Could you reproduce only the lines from the one containing "[mask] glass surface -> every instance" through the one containing "Mark the region of every instance of the glass", swapping "glass surface" for "window pane" and changing nothing else?

### Exercise material

━━━━━━━━━━━━━━━━

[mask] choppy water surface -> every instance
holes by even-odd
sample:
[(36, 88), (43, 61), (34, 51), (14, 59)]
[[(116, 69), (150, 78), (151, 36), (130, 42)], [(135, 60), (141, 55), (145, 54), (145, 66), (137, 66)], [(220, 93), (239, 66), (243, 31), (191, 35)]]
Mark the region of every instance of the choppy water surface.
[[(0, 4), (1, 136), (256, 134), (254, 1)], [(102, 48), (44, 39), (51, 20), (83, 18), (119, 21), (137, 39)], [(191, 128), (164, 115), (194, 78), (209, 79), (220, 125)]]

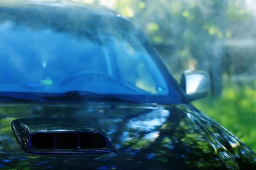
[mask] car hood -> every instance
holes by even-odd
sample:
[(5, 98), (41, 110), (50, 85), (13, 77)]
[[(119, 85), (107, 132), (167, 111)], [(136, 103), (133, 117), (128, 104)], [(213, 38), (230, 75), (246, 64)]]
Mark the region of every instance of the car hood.
[[(256, 167), (252, 150), (190, 105), (7, 104), (0, 106), (0, 168), (4, 169)], [(74, 148), (70, 154), (61, 150), (31, 154), (24, 148), (29, 137), (23, 146), (18, 142), (25, 129), (30, 133), (94, 129), (109, 139), (112, 148), (106, 152), (91, 149), (81, 153)]]

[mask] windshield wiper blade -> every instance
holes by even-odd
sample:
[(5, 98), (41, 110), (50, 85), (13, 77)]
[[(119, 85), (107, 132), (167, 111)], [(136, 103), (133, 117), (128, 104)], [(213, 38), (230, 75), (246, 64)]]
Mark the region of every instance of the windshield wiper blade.
[(48, 101), (61, 101), (67, 102), (79, 102), (87, 101), (103, 101), (104, 102), (126, 102), (137, 103), (132, 98), (124, 98), (122, 95), (115, 94), (97, 93), (90, 91), (72, 91), (64, 93), (58, 93), (55, 95), (51, 95), (40, 97)]
[(31, 102), (37, 100), (35, 99), (26, 97), (0, 95), (0, 101), (1, 102)]

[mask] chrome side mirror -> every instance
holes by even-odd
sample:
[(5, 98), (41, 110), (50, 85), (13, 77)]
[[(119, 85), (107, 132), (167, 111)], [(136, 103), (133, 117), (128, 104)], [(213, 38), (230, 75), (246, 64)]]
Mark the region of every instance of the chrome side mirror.
[(206, 97), (211, 90), (210, 76), (204, 71), (184, 71), (180, 83), (190, 101)]

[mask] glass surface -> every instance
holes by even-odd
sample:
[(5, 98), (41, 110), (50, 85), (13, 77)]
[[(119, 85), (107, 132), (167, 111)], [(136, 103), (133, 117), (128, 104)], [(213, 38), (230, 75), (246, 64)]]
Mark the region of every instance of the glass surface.
[(82, 36), (2, 23), (0, 91), (168, 94), (164, 76), (132, 30), (90, 22)]

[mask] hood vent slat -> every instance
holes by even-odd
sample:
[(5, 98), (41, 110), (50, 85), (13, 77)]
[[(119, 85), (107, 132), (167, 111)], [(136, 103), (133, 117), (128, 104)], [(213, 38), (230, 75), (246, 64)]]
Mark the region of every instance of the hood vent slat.
[(29, 147), (37, 149), (105, 148), (106, 139), (96, 132), (54, 132), (32, 133)]

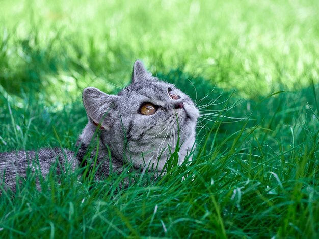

━━━━━━━━━━━━━━━━

### Solution for this task
[mask] window pane -> every instance
holes by even-odd
sample:
[(5, 98), (41, 110), (50, 85), (13, 77)]
[[(119, 85), (107, 132), (167, 111)], [(136, 103), (133, 117), (128, 104)], [(213, 38), (230, 75), (246, 64)]]
Mark the region of every instance of the window pane.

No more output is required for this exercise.